Collected data:
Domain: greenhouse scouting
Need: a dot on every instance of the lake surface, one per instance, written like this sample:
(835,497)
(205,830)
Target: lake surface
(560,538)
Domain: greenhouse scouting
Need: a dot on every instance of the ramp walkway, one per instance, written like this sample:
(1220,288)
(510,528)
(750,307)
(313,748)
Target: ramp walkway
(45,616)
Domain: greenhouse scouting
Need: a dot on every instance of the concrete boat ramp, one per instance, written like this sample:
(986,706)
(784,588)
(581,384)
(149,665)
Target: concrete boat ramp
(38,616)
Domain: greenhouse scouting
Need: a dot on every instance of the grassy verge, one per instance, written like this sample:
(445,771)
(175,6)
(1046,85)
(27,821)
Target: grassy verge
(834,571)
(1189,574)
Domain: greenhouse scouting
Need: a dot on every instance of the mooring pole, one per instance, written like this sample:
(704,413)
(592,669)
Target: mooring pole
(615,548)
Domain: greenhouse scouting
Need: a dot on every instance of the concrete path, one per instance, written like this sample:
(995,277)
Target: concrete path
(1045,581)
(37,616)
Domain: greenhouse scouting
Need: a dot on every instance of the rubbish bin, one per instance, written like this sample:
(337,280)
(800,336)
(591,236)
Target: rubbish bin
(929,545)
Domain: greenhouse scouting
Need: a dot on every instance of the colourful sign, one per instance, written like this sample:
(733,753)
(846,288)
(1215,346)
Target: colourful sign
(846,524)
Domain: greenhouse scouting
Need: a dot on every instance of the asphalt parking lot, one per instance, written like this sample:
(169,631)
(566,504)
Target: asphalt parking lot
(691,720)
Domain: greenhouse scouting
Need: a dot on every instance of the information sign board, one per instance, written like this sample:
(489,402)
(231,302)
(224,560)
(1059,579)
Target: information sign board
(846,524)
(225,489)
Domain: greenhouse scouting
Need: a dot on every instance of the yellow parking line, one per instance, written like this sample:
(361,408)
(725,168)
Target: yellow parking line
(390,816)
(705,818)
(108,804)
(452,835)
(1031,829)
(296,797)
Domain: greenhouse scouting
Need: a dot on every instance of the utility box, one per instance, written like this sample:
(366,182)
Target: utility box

YOUR TASK -
Please reproduce every line of the material word for word.

SOLUTION TO THIS PROBLEM -
Domain: greenhouse scouting
Need: a dot on every instance of the lake surface, one per instance, written like this sample:
(835,497)
(205,830)
Target: lake surface
(560,538)
Domain: greenhouse scouting
Need: a dot on every instance of the ramp walkway, one per instance, written like this sample:
(1220,288)
(510,528)
(750,307)
(313,748)
Target: ramp walkway
(45,616)
Domain: greenhouse scouting
Need: a dot on every instance of the concrete boat ramp, one per instance, written like this sample:
(986,706)
(784,588)
(581,384)
(149,665)
Target: concrete boat ramp
(38,616)
Domain: greenhouse scouting
Need: a dot on every instance of the grassy verge, one per instance, written like this sample:
(445,771)
(175,6)
(1046,85)
(27,821)
Target: grassy verge
(834,571)
(1189,574)
Domain: greenhouse scouting
Need: a dot on every instance of the mooring pole, one per instance, written like this sample:
(704,413)
(592,669)
Target: mooring pole
(615,548)
Domain: greenhouse scouting
Need: a dot on every instance of the concrete path, one per instance, written like this sample:
(995,277)
Target: concrete path
(1045,581)
(37,616)
Domain: greenhouse scouting
Need: a dot on every instance of the rubbish bin, one per instance, written like this sample:
(337,280)
(800,336)
(591,236)
Target: rubbish bin
(929,545)
Domain: greenhouse scouting
Need: a dot on every instance of the colourful sign, one per instance, written like this sample:
(733,753)
(846,288)
(1215,346)
Target: colourful sign
(846,524)
Domain: greenhouse scouting
Need: a dot on every instance of the asphalt parking lot, one per instance, written like this sample:
(169,631)
(566,504)
Target: asphalt parking lot
(691,720)
Domain: greenhouse scouting
Need: a dot on every instance of the information sign board, one per instance, written like this sample:
(489,402)
(231,302)
(224,560)
(1059,579)
Target: information sign board
(846,524)
(225,489)
Domain: greenhouse scouting
Need: a dot on every instance of the yellow parking line, one per instance, written like this sample:
(361,408)
(725,168)
Target: yellow parking line
(390,816)
(705,818)
(108,804)
(452,835)
(1031,829)
(296,797)
Domain: greenhouse scouting
Need: a dot on every instance of the utility box, one per instance, written like this sample:
(366,182)
Target: utility box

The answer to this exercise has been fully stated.